● **Stated exercise**
Summarize the court opinion below in two sentences.

KALOW & SPRINGUT, LLP, ON BEHALF OF ITSELF AND ALL THOSE SIMILARLY SITUATED, PLAINTIFF,
v.
COMMENCE CORPORATION, DEFENDANT.



The opinion of the court was delivered by: Wolfson, United State District Judge:

*FOR PUBLICATION

OPINION

Plaintiff Kalow & Springnut, LLP ("Plaintiff" or "Kalow") brings the instant putative class action suit against Defendant Commence Corporation ("Defendant" or "Commence") to recover damages arising from the alleged failure of computer software that Plaintiff purchased from Defendant. Essentially, Plaintiff alleges that Defendant intentionally placed a "time bomb" to disable the software, and as a result, Plaintiff alleges that the users of the software suffered various damages. In the instant matter, Plaintiff seeks certification of a single class of all users of networked versions of Commence's software on March 20, 2006. In the alternative, Plaintiff seeks certification of two subclasses.*fn1 For the reasons set forth below, the Court denies Plaintiff's motion to certify without prejudice.

● **Recorded information**
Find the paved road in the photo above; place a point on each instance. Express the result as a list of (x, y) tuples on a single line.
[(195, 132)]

● **Solved exercise**
Kalow brings a putative class action against Commence Corporation to recover damages from the alleged failure of software it bought from Commence, claiming that Commence intentionally placed a "time bomb" to disable the software and that users suffered various damages as a result. Kalow seeks certification of a single class of all users of networked versions of Commence's software on March 20, 2006, or alternatively two subclasses, and the Court denies the motion to certify without prejudice.